Work to do: Write out the material below exactly, beginning at the line that contains "Find the white lower cabinet in the photo above;" and ending with its last line, both ends included; write nothing else.

Records to use:
____________

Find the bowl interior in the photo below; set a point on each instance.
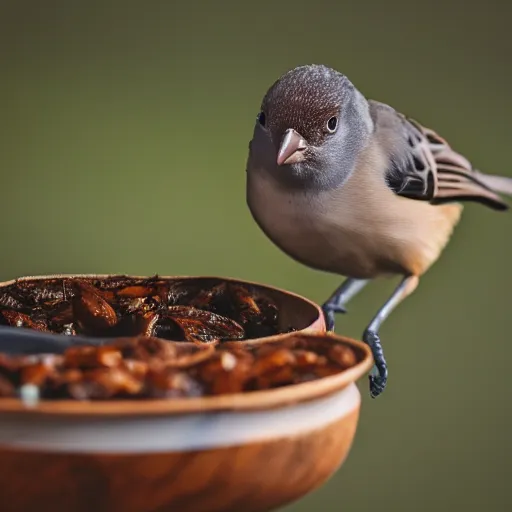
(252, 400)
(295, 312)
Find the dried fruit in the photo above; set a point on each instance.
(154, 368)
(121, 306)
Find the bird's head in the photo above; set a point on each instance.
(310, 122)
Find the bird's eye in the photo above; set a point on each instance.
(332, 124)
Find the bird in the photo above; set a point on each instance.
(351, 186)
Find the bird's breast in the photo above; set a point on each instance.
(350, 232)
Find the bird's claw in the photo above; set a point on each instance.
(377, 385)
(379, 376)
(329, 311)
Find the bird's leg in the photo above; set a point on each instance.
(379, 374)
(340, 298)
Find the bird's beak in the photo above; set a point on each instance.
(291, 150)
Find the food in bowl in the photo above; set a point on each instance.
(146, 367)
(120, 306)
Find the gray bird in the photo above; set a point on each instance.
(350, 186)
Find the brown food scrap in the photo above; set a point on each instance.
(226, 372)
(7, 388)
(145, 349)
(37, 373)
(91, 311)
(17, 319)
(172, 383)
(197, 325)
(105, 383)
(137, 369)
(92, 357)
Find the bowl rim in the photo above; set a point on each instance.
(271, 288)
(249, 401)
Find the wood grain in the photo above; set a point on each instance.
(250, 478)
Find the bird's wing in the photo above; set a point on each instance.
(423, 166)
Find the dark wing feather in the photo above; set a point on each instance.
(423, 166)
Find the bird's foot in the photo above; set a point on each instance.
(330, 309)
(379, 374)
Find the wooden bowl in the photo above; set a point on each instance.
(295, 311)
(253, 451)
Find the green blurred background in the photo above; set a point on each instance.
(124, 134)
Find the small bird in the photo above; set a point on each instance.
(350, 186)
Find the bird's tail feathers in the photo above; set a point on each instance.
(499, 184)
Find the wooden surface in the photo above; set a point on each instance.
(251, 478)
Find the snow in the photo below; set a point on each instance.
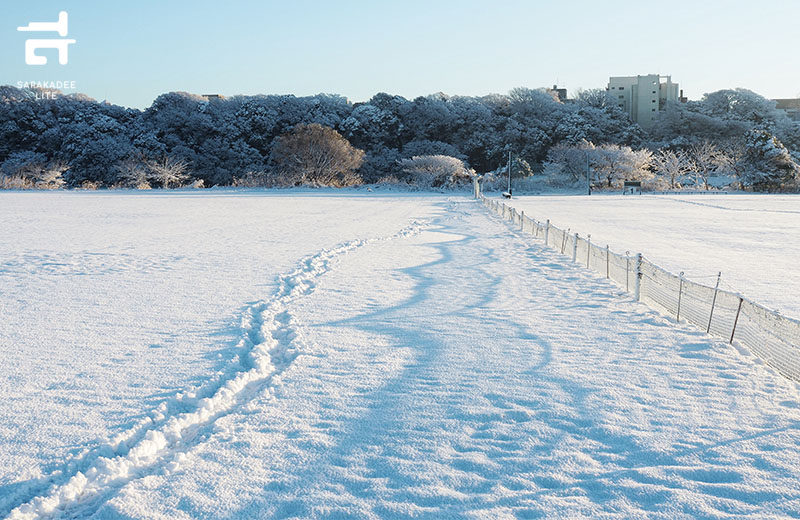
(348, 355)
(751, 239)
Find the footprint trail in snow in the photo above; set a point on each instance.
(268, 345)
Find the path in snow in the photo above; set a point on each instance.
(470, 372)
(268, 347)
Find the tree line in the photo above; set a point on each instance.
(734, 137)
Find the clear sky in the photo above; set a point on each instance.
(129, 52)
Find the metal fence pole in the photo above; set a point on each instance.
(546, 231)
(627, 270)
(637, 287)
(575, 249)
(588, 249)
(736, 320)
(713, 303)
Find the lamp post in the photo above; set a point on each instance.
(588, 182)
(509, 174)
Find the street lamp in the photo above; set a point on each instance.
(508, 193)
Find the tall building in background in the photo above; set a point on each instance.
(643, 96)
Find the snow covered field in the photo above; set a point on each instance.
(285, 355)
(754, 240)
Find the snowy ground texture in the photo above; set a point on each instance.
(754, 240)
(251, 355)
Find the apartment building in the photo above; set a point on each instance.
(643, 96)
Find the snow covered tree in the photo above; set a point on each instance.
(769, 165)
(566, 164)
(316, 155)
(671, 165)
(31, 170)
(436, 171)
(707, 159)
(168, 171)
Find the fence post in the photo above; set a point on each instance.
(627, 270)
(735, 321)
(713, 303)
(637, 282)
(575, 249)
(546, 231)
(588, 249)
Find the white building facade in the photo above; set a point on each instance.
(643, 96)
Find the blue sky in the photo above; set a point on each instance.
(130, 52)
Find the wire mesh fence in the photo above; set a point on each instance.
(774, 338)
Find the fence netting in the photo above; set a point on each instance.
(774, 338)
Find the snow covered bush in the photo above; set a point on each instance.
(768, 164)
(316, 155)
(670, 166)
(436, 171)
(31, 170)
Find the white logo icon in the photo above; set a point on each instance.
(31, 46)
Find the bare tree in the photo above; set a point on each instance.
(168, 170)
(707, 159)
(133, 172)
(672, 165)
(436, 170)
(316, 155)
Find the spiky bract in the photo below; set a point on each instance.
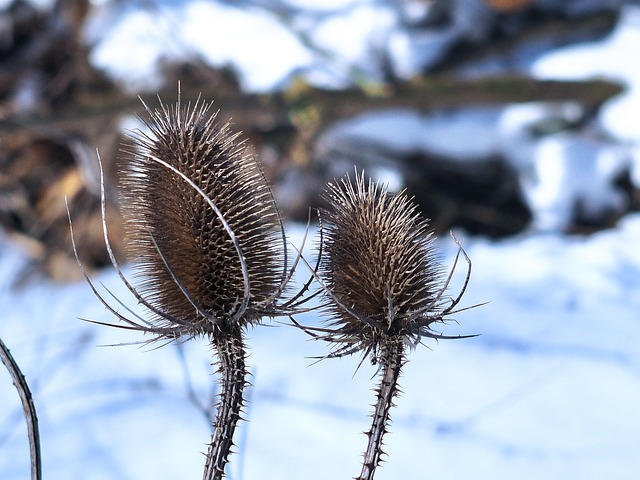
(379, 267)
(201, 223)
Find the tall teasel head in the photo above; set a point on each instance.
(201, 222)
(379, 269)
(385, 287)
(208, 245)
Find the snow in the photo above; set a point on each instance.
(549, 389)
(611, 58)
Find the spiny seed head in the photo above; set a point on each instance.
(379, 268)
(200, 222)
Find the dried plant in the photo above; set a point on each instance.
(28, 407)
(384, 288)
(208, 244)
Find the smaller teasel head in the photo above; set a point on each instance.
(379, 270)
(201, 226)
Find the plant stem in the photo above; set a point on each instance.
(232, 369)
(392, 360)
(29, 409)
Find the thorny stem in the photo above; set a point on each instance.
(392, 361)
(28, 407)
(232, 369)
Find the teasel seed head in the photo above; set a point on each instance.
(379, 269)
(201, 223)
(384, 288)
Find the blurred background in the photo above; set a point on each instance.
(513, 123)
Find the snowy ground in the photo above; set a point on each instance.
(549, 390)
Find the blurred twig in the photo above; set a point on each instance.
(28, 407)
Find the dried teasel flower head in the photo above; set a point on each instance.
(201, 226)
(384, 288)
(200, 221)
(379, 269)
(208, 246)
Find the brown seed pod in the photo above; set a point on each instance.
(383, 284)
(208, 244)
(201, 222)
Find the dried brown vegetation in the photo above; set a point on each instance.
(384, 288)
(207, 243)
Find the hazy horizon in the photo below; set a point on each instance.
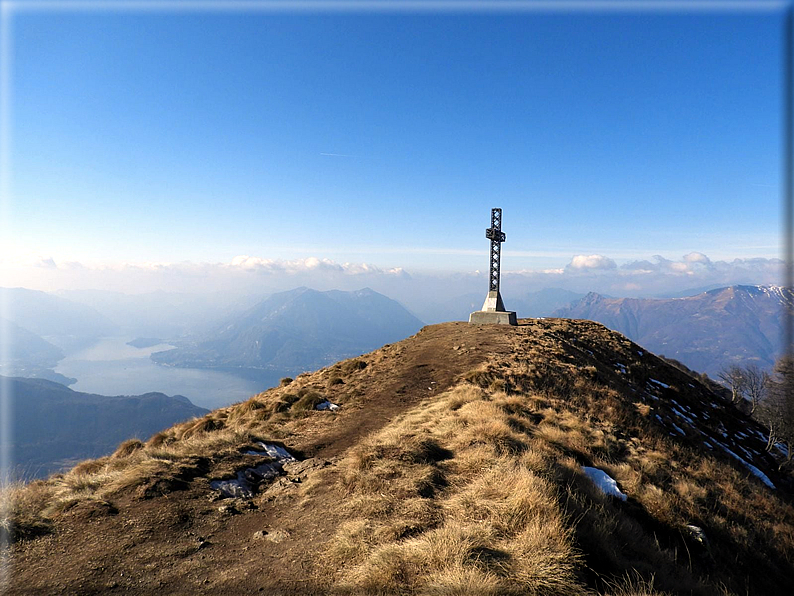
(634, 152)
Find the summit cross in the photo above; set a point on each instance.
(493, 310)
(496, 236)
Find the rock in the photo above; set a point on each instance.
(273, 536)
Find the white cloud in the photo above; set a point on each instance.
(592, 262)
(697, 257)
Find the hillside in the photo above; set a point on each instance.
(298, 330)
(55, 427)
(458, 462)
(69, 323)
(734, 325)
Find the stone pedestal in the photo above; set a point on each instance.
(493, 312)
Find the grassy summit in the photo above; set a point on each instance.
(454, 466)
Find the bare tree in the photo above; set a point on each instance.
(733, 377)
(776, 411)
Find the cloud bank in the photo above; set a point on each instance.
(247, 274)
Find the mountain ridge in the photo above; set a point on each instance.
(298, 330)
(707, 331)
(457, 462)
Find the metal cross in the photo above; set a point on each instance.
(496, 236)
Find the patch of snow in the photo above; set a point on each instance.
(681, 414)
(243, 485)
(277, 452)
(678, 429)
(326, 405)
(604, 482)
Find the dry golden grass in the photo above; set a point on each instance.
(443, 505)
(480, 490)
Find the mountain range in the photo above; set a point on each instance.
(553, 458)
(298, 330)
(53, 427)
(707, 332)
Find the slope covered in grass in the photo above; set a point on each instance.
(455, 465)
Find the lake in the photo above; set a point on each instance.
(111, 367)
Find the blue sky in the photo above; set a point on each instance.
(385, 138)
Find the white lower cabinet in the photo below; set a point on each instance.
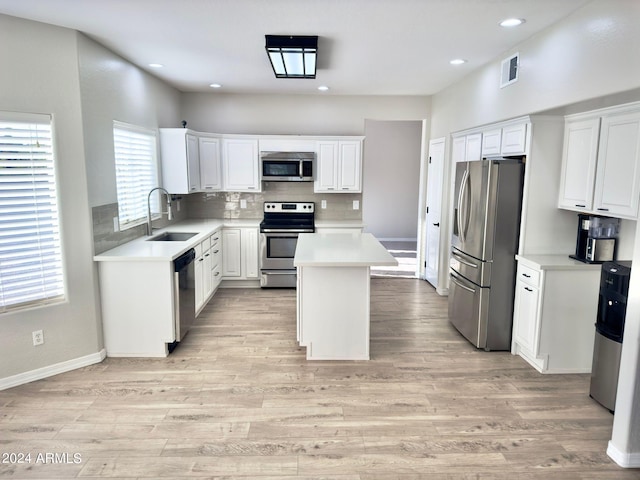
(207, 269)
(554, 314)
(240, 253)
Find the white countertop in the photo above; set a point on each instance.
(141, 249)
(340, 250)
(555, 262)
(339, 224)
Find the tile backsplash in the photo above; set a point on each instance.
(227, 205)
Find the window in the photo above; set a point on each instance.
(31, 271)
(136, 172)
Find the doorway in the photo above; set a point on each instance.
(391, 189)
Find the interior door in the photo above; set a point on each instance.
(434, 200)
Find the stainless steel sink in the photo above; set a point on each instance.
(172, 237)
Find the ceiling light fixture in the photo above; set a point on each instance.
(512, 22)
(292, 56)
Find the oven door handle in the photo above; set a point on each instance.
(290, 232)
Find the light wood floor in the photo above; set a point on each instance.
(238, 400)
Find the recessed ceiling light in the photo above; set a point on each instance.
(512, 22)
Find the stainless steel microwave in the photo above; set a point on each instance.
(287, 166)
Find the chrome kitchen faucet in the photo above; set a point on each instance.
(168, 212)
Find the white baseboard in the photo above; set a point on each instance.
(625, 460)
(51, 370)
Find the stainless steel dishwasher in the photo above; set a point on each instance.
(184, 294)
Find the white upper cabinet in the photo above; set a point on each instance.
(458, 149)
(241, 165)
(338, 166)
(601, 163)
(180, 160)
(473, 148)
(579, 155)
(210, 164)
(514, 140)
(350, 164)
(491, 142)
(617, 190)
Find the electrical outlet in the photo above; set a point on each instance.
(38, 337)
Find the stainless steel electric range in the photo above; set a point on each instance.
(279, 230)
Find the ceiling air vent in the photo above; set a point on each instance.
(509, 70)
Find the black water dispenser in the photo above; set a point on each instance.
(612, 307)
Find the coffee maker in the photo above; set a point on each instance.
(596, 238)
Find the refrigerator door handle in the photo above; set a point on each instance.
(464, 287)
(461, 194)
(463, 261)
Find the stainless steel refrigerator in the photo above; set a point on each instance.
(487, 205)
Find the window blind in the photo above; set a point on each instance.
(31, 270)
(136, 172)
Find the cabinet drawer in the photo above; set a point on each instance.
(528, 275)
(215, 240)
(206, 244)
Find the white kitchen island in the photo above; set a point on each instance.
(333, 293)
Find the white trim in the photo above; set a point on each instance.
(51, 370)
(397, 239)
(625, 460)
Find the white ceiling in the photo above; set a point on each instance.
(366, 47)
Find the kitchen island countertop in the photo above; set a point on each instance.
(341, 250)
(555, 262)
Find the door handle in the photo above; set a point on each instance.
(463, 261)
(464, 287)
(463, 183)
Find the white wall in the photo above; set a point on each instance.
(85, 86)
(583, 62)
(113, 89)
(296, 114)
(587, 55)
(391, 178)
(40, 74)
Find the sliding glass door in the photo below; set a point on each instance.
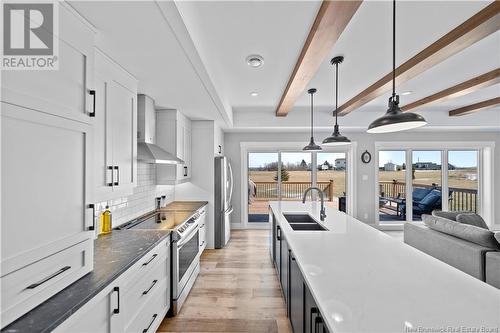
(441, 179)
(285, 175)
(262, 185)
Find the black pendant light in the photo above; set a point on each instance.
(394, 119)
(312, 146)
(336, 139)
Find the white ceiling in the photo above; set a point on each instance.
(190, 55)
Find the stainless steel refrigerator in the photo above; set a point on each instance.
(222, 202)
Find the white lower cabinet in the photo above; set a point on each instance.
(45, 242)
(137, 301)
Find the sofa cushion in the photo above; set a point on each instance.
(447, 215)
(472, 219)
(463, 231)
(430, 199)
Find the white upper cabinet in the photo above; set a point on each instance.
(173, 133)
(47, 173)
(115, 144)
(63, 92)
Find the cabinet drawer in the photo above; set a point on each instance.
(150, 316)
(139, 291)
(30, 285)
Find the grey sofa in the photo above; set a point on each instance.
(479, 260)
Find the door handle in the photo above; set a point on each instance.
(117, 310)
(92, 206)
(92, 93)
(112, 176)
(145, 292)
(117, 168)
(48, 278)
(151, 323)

____________

Full output:
Find the white lower cabinet in the photo above; set a point on each instance.
(45, 242)
(137, 301)
Find the sofa cushion in the photo above; set a point on each instance.
(447, 215)
(472, 219)
(463, 231)
(430, 199)
Find the white upper cabinet in the photo above; set a point on each instance.
(173, 133)
(47, 173)
(115, 144)
(63, 92)
Find the cabinet drawer in the photo above; set a point on each instance.
(150, 316)
(139, 291)
(30, 285)
Find the grey sofa in the photo above; set a point on each instance.
(479, 260)
Find the door handle in the photo above; set a point on each instance.
(117, 310)
(92, 206)
(92, 93)
(112, 176)
(145, 292)
(117, 168)
(48, 278)
(151, 323)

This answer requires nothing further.